***** Available records
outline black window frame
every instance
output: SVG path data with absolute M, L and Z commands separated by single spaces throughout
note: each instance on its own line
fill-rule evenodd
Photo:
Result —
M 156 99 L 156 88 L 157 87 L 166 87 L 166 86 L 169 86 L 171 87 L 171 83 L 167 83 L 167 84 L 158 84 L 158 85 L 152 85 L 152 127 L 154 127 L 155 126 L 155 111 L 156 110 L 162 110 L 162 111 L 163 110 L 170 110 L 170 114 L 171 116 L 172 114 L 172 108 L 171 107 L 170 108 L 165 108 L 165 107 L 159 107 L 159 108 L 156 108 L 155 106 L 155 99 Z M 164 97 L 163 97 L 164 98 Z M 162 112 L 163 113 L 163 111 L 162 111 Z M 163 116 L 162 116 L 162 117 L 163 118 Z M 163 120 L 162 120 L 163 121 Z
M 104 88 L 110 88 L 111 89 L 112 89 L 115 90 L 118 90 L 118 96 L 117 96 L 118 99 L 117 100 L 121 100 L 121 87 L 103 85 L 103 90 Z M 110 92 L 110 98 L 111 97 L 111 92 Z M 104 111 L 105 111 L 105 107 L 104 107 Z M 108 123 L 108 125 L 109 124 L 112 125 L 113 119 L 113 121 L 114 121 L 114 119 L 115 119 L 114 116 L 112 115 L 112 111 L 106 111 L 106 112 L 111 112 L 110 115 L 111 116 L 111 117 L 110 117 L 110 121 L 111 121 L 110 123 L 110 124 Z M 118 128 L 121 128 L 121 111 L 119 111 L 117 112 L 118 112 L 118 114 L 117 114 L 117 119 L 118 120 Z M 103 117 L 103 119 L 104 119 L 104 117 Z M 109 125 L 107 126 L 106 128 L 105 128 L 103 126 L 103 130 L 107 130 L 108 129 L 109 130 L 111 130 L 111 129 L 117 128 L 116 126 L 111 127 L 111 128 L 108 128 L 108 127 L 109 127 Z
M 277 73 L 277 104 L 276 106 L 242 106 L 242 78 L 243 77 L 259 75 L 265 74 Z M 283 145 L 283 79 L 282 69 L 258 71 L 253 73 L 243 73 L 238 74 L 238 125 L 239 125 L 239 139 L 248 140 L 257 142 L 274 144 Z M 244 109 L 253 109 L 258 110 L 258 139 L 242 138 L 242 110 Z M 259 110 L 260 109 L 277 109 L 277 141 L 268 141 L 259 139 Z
**********
Exercise: Rewrite the listing above as a numbered list, dropping any blank lines.

Task response:
1. outline black window frame
2. every instance
3. output: SVG path data with absolute M, L and Z commands separated by single spaces throughout
4. note: each instance on its own line
5. fill-rule evenodd
6. Photo:
7. Result —
8. M 156 99 L 156 88 L 157 87 L 166 87 L 166 86 L 169 86 L 171 87 L 171 83 L 167 83 L 167 84 L 158 84 L 158 85 L 152 85 L 152 127 L 154 127 L 155 126 L 155 111 L 156 110 L 162 110 L 162 111 L 163 110 L 170 110 L 170 114 L 171 116 L 172 114 L 172 108 L 171 107 L 170 108 L 165 108 L 165 107 L 159 107 L 159 108 L 156 108 L 155 106 L 155 99 Z M 164 97 L 163 97 L 164 98 Z M 162 112 L 163 113 L 163 111 L 162 111 Z M 163 116 L 162 116 L 162 117 L 163 118 Z M 163 120 L 162 120 L 163 121 Z
9. M 104 88 L 110 88 L 111 89 L 112 89 L 115 90 L 118 90 L 118 96 L 117 96 L 118 99 L 117 100 L 121 100 L 121 87 L 103 85 L 103 90 Z M 110 92 L 110 98 L 111 97 L 111 92 Z M 104 111 L 105 111 L 105 107 L 104 107 Z M 108 123 L 108 125 L 109 124 L 112 125 L 113 119 L 113 121 L 114 121 L 114 119 L 115 119 L 114 116 L 112 115 L 112 111 L 106 111 L 106 112 L 111 112 L 110 115 L 111 116 L 111 117 L 110 117 L 110 121 L 111 121 L 110 123 L 110 124 Z M 118 128 L 121 128 L 121 111 L 119 111 L 117 112 L 118 112 L 118 114 L 117 114 L 117 119 L 118 120 Z M 103 117 L 103 119 L 104 119 L 104 117 Z M 109 125 L 107 126 L 106 128 L 105 128 L 103 126 L 103 130 L 107 130 L 108 129 L 109 130 L 111 130 L 111 129 L 117 128 L 116 126 L 111 127 L 111 128 L 108 128 L 108 127 L 109 127 Z
10. M 277 73 L 277 104 L 276 106 L 242 106 L 242 78 L 243 77 L 259 75 L 265 74 Z M 283 145 L 283 79 L 282 69 L 258 71 L 253 73 L 243 73 L 238 74 L 238 125 L 239 125 L 239 139 L 248 140 L 257 142 L 274 144 Z M 244 109 L 253 109 L 258 110 L 258 139 L 242 138 L 242 110 Z M 259 110 L 260 109 L 277 109 L 277 141 L 268 141 L 259 139 Z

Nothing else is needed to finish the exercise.